## Task to complete
Write out the data again in full, exactly as it reads.

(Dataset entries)
# # #
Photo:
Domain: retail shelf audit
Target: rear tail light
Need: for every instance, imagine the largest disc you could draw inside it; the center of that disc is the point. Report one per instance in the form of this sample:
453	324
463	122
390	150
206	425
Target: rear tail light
# # #
## Written reply
Photo:
Domain: retail shelf audit
Target: rear tail light
Need: for every instance, imagine the largest disc you could draw inside it; the center of that disc is the point. Report one per instance in the form of this sample:
453	324
463	122
390	150
206	425
Target: rear tail light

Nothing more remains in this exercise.